TEXT –

PCOS.....Say What? (I am saying this in my best Hannah Montana voice---if you moms get my drift.) At least Eden would be proud. PCOS is what I have recently been diagnosed with. Polycystic Ovary Syndrome is genetic (which makes me feel a whole lot better that I had no control over getting this or not)! It affects the ability to ovulate (Praise God for my 3 miracles), lose weight (which is why I've struggled for 7+ years or so) and lots of other lovely symptoms that I don't want to necessarily mention. It is connected with my insulin, so I am prediabetic. And if not managed properly can lead to many other severe health issues down the road. One out of ten women have it, so it is pretty common.
Let me back up a bit, I was having some majorily weird symptoms & hormone issues and thinking the vasectomy we had a year and a half ago wasn't doing its job. Knowing I probably wasn't pregnant, but kind of wishing I was I headed to the doctor to see what was "wrong" with me. Pretty quickly got my confirmation of PCOS. In some ways glad to know what was going on, but in other ways disappointed to know that I have to deal with this "disorder", manage it, wake up, etc. I am struggling with the idea of
having to do something, rather than choosing to do it on my own. (You know quit soda, exercise daily, etc.) When I am told what to do, I like to rebel. But I didn't choose these healthy habits on my own, I waited too long and now I
have to and it is hard.
My husband is on his own weight loss journey and doing great (he has already lost several inches & 15 pounds). He just completed his 4th 5K and didn't walk once (which is a goal I have yet to accomplish in my own 5K's). I am proud of him. But up to this point, it has been me thinking I am kicking him into gear, me thinking he needs this more than me, me thinking I am being simply supportive. Rather than the real fact that I need to be kicked into gear maybe more than he does. Granted diabetes is a risk from both sides of our family, but I seriously thought it would be Chris to get it and not me.
All this to say, I need help. I don't have the motivation. I hate to wake up early to exercise, especially when it is so dark outside. I LOVE to sleep. I LOVE Coke or Pepsi or anything that fizzes. I have other things I am working on and I am tired. I LOVE fall and the cool crisp air only if I don't have to run in it. I hate the tread mill, but I hate running outside if it is cold. Sounds like I have a lot of "hates", doesn't it?
Well, I thought I would finally just jot down what I was thinking and see if it jump starts me on the right track. I am not necessarily looking for suggestions, I know what I need to do. Maybe I am asking for prayer to help me do what I need to do and stop doing what I don't need to do. I hate Romans 7. :) Thanks for listening.

WHAT IS REQUIRED –
List everything the writer of the post about PCOS says she hates. The listing that comes next is separate material and has no connection to the post about PCOS.

RECORDED DATA –
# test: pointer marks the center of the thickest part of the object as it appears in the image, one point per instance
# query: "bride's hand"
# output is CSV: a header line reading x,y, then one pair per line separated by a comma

YOUR RESPONSE –
- Waking up early to exercise
- The tread mill
- Running outside if it is cold
- Romans 7